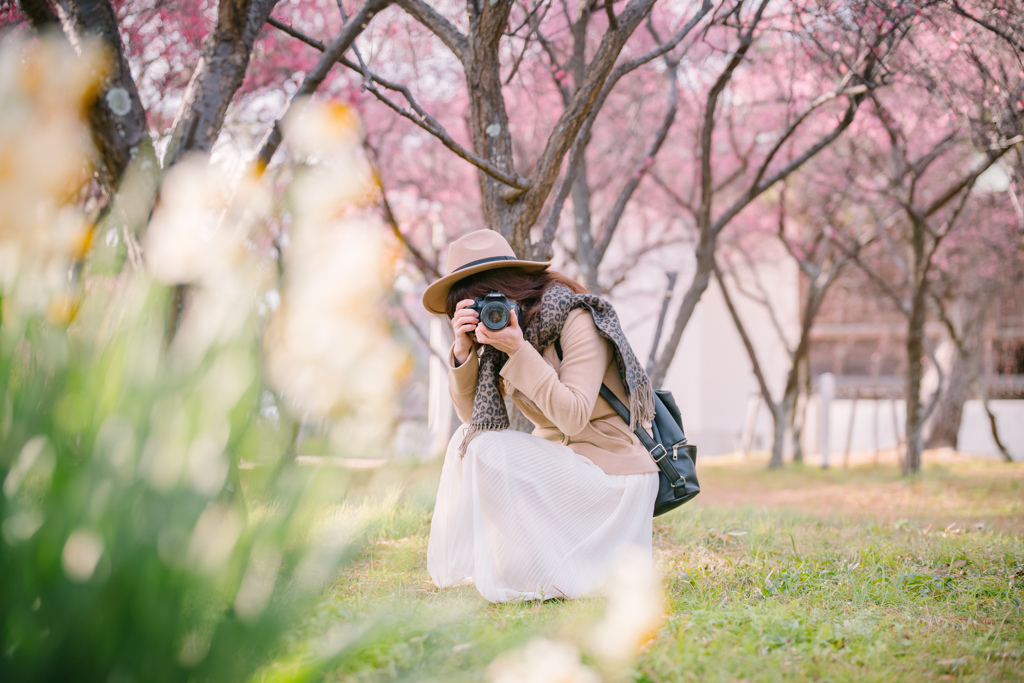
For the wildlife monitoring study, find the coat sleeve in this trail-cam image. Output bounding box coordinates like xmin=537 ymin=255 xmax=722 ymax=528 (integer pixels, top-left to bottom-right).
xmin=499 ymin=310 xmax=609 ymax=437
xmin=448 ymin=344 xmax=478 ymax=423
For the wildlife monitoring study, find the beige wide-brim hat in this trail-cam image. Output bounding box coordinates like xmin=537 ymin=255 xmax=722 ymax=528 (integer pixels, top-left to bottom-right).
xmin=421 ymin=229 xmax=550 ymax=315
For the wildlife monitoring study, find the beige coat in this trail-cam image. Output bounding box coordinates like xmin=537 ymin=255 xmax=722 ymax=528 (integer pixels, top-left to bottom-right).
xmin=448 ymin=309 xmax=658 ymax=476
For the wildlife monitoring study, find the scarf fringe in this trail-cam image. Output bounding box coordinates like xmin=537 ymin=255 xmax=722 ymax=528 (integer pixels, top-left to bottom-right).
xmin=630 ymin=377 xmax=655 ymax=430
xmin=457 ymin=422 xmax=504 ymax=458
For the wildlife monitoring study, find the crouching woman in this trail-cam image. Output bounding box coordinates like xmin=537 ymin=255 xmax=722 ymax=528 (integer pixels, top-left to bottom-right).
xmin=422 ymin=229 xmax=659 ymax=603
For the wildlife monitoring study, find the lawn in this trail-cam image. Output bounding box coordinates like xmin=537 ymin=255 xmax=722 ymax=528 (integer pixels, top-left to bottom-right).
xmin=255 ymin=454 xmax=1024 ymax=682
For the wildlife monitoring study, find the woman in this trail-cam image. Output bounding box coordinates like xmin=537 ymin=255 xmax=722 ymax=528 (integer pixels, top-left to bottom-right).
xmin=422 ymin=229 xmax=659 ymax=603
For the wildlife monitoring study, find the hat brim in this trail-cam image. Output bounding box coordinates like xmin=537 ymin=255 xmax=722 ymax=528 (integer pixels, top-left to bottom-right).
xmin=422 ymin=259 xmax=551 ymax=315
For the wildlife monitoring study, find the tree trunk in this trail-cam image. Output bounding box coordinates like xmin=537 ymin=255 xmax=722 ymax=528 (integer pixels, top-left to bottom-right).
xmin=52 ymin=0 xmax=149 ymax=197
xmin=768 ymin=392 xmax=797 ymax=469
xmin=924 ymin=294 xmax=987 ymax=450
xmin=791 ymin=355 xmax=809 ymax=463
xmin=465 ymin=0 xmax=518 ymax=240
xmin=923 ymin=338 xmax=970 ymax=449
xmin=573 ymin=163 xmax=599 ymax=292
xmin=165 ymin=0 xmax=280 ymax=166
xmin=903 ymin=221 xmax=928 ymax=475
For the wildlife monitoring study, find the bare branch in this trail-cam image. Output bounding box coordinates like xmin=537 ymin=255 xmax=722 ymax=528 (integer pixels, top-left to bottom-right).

□ □ □ □ □

Task requirements :: All lines from the one with "For the wildlife monitoring study, find the beige coat" through the end of the data must be repeated exactly, and nothing else may be repeated.

Your solution ::
For the wildlife monitoring study, find the beige coat in this trail-cam image. Output bounding box coordinates like xmin=537 ymin=255 xmax=722 ymax=528 (integer pixels, top-left to bottom-right).
xmin=448 ymin=309 xmax=658 ymax=476
For the wildlife monitoring study, find the scarf fringe in this trail-cam image. Output bounding box coordinates like xmin=537 ymin=255 xmax=722 ymax=528 (integer pixels, top-left to bottom-right).
xmin=630 ymin=377 xmax=655 ymax=430
xmin=457 ymin=422 xmax=504 ymax=458
For the wildlife monitoring study, find the crouching woman in this trail-cam image. Output bounding box coordinates like xmin=537 ymin=255 xmax=722 ymax=528 (integer pixels, top-left to bottom-right).
xmin=422 ymin=229 xmax=659 ymax=603
For the wildlife monitoring study, find the lawn in this trail-cam image. Output bounding box coordinates like xmin=537 ymin=255 xmax=722 ymax=528 (integer pixels, top-left to bottom-right).
xmin=255 ymin=454 xmax=1024 ymax=682
For the wildlife monitoring study, find the woman in this trail-cam image. Output bounding box coordinates like xmin=537 ymin=255 xmax=722 ymax=528 (integer pixels, top-left to bottom-right).
xmin=422 ymin=229 xmax=659 ymax=603
For the wildlife monitoring study, find the hat brim in this trail-cam image. Output bounding box coordinates like xmin=537 ymin=255 xmax=722 ymax=528 (integer pixels, top-left to bottom-right).
xmin=422 ymin=259 xmax=551 ymax=315
For the wildlife monitoring study, find the tree trunk in this trail-cam image. Output bounding box coordinates like xmin=537 ymin=255 xmax=722 ymax=528 (integer pixels, top-left to bottom-right).
xmin=52 ymin=0 xmax=149 ymax=197
xmin=768 ymin=392 xmax=797 ymax=469
xmin=924 ymin=294 xmax=987 ymax=450
xmin=791 ymin=355 xmax=809 ymax=463
xmin=465 ymin=0 xmax=518 ymax=240
xmin=923 ymin=338 xmax=970 ymax=449
xmin=573 ymin=163 xmax=599 ymax=292
xmin=165 ymin=0 xmax=280 ymax=166
xmin=903 ymin=221 xmax=928 ymax=475
For the wildlife monitoring study, find the bare branch in this trail-cam image. Output bounding box coordinates like xmin=537 ymin=255 xmax=722 ymax=528 (integer pixels, top-left to bottom-right).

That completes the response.